* **HOW TO COMPLETE THIS TASK**
Nothing but the pictures is dropped; write out all the remaining data below exactly.

*** EXTRACTED RECORDS ***

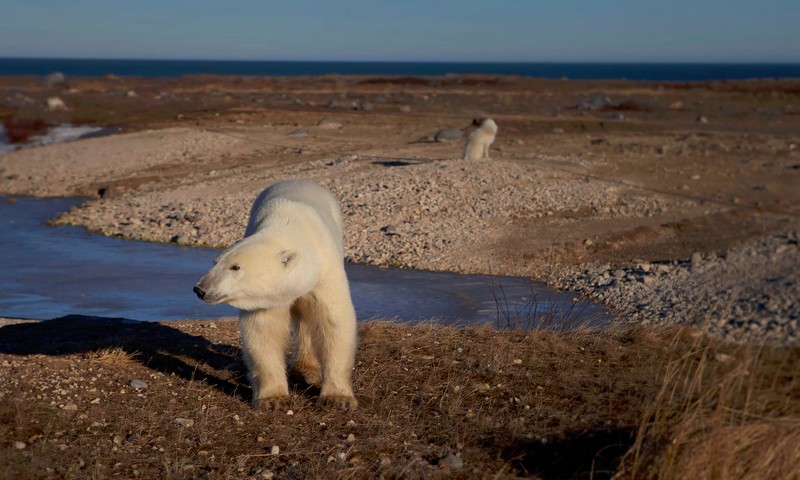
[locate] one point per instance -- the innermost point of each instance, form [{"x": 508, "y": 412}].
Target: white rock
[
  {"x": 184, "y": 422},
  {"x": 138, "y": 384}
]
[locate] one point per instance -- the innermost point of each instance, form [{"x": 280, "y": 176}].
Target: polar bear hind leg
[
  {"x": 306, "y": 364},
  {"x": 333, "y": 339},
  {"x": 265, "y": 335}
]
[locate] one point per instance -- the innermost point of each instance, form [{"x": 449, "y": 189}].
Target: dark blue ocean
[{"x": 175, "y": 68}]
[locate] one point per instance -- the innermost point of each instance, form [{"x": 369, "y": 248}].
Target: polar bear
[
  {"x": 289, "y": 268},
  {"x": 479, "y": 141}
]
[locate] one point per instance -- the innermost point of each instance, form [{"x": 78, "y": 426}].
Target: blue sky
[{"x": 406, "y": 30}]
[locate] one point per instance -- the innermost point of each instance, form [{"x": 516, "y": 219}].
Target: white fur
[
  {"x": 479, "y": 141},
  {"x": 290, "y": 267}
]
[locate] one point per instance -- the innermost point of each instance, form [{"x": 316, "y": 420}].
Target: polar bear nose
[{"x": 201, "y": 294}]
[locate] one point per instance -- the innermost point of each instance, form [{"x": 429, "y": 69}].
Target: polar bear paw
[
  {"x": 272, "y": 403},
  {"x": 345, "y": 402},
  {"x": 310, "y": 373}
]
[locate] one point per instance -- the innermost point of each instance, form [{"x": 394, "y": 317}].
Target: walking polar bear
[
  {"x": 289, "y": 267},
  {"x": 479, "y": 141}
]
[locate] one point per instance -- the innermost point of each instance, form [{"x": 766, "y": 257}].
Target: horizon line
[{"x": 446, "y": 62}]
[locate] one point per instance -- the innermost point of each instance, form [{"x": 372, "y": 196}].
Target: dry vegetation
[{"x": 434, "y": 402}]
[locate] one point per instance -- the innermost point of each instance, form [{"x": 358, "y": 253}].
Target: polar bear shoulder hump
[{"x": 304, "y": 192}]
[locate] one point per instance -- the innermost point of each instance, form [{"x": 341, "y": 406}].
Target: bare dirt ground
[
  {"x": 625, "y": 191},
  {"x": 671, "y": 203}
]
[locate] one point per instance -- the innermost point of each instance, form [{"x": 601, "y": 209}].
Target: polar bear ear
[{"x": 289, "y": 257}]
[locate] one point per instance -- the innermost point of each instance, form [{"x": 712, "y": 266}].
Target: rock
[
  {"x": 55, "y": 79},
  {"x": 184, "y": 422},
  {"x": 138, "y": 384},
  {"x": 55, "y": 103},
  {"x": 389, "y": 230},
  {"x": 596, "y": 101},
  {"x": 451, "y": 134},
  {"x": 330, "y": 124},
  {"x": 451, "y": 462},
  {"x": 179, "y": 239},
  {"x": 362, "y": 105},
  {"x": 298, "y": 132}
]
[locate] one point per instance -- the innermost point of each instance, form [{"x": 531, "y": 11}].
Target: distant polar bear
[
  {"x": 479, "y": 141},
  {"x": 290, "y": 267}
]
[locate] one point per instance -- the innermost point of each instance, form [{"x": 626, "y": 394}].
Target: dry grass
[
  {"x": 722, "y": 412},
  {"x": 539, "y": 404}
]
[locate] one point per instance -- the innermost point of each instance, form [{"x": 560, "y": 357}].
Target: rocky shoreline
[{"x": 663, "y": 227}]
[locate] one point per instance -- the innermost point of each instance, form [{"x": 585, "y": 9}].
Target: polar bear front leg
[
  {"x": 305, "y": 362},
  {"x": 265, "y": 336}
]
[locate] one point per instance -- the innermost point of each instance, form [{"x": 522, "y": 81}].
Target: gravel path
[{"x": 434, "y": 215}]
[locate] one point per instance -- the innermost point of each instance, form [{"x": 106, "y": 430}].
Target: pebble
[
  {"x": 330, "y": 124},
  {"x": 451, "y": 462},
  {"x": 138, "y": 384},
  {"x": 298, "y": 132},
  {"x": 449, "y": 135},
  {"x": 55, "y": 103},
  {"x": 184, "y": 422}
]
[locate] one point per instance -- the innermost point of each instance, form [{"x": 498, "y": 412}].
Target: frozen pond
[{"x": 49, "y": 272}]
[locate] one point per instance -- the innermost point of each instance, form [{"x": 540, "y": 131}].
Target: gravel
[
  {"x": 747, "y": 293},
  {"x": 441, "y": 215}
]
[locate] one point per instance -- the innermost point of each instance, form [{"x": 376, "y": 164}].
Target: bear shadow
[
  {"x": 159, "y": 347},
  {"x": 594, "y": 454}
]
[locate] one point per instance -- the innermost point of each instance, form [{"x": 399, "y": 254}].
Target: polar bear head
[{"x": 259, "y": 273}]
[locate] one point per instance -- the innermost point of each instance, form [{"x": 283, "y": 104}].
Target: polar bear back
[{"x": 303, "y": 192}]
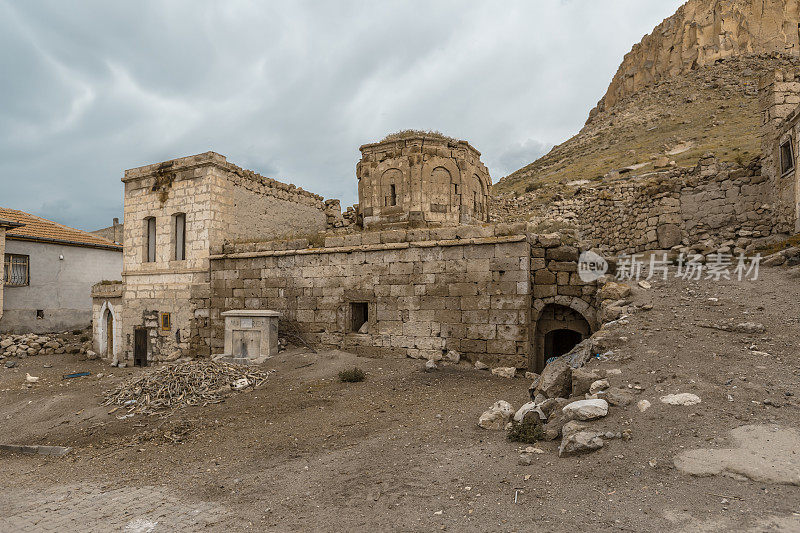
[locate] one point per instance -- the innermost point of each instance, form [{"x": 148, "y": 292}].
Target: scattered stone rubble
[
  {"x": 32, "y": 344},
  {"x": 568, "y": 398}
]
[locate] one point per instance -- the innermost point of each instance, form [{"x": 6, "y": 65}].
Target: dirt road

***

* **SOLUTION FOR THIS EXERCISE**
[locate] one point per instance -- the innermost point of each instance, form [{"x": 508, "y": 412}].
Target: white rock
[
  {"x": 184, "y": 422},
  {"x": 138, "y": 384}
]
[locate] one point per instance -- the innermost point of each instance, form [{"x": 280, "y": 176}].
Target: polar bear hind leg
[
  {"x": 306, "y": 364},
  {"x": 333, "y": 339},
  {"x": 265, "y": 335}
]
[locate] one point per instance -- the innermost point of each instance, form [{"x": 449, "y": 189}].
Target: dark blue ocean
[{"x": 175, "y": 68}]
[locate] one point per instance -- the innermost point of each instance, form [{"x": 369, "y": 248}].
Target: polar bear
[
  {"x": 289, "y": 268},
  {"x": 479, "y": 141}
]
[locate] one point per instance -- the innermost point of each instance, form [{"x": 78, "y": 426}].
Target: blue sky
[{"x": 406, "y": 30}]
[locate] one point per instance -- the innermost point of each instance, form [{"x": 516, "y": 219}].
Target: white fur
[
  {"x": 479, "y": 141},
  {"x": 290, "y": 267}
]
[locate] one point per instance -- the innermost point of each instance, form [{"x": 316, "y": 420}].
Target: polar bear nose
[{"x": 201, "y": 294}]
[locate] one point per instance -- the innermost point of each instance, form [{"x": 429, "y": 69}].
Target: polar bear paw
[
  {"x": 272, "y": 403},
  {"x": 345, "y": 402},
  {"x": 310, "y": 373}
]
[locate] one point per instance -- the innermost point of each instance, form [{"x": 394, "y": 317}].
Target: walking polar bear
[
  {"x": 289, "y": 267},
  {"x": 479, "y": 141}
]
[locate] one point per instance -- the innermost point of each instance, form [{"x": 766, "y": 257}].
Target: horizon line
[{"x": 446, "y": 62}]
[locate] one point per instance -- the innermost point of each instance, form [{"x": 372, "y": 196}].
Target: dry vegetation
[{"x": 434, "y": 402}]
[locate] one point per instance -- the innermost point of each instance, form [{"x": 358, "y": 253}].
Target: polar bear shoulder hump
[{"x": 304, "y": 192}]
[locate] one point per instance -- the innermost point of each instance, form [{"x": 341, "y": 406}].
Target: bare dirt ground
[
  {"x": 625, "y": 191},
  {"x": 671, "y": 203}
]
[locate] one point per instance -- the innermost point of each instance, form [{"x": 601, "y": 209}].
Target: polar bear ear
[{"x": 289, "y": 257}]
[locate] one point per instance -- the innermost point of each instance, form [{"x": 712, "y": 266}].
Target: rock
[
  {"x": 55, "y": 79},
  {"x": 184, "y": 422},
  {"x": 138, "y": 384},
  {"x": 55, "y": 103},
  {"x": 389, "y": 230},
  {"x": 596, "y": 101},
  {"x": 451, "y": 134},
  {"x": 330, "y": 124},
  {"x": 451, "y": 462},
  {"x": 179, "y": 239},
  {"x": 362, "y": 105},
  {"x": 298, "y": 132}
]
[locate] one point per instance -- the innermost point of each instance, form [{"x": 531, "y": 11}].
Target: distant polar bear
[
  {"x": 479, "y": 141},
  {"x": 290, "y": 267}
]
[locate] one point per instance -- the innermost point of each instance, form [{"x": 626, "y": 394}].
Target: dry grass
[
  {"x": 722, "y": 412},
  {"x": 539, "y": 404}
]
[locate] one point per instance -- the innermost point of each instance, form [{"x": 560, "y": 357}].
Target: rocky shoreline
[{"x": 663, "y": 227}]
[locate] one point per instance -- the innermost point of each instance, form [{"x": 585, "y": 9}].
Target: polar bear front leg
[
  {"x": 305, "y": 362},
  {"x": 265, "y": 336}
]
[locate] one point per instance -- the innermost point of each instance, form [{"x": 522, "y": 81}].
Target: gravel path
[{"x": 434, "y": 215}]
[locate] one point per instance -- the innermost point of each instance, form [{"x": 106, "y": 430}].
Target: pebble
[
  {"x": 330, "y": 124},
  {"x": 451, "y": 462},
  {"x": 138, "y": 384},
  {"x": 298, "y": 132},
  {"x": 449, "y": 135},
  {"x": 55, "y": 103},
  {"x": 184, "y": 422}
]
[locate] one point per instance -- the innermost point of each instance, form [{"x": 498, "y": 412}].
Target: frozen pond
[{"x": 49, "y": 272}]
[locate] one point per instance -- the innermost point of each instance, form [{"x": 540, "y": 131}].
Target: gravel
[
  {"x": 747, "y": 293},
  {"x": 441, "y": 215}
]
[locate] one point per instance -- the innermost point of each instance, form [{"x": 376, "y": 164}].
Target: bear shadow
[
  {"x": 159, "y": 347},
  {"x": 594, "y": 454}
]
[locate] one point per instance -- the innermost point of each instance, form [{"x": 399, "y": 254}].
Target: polar bear head
[{"x": 259, "y": 273}]
[locate] one point per instance -- the innermost point of each instance, form [{"x": 283, "y": 104}].
Target: polar bear back
[{"x": 303, "y": 192}]
[locate] one point per instance -- the innermost point of each instance, form [{"x": 148, "y": 292}].
Target: scattered stone rubble
[
  {"x": 32, "y": 344},
  {"x": 568, "y": 398}
]
[locate] one point per instance -- the innermost point of each instance, form [{"x": 6, "y": 65}].
Target: dirt road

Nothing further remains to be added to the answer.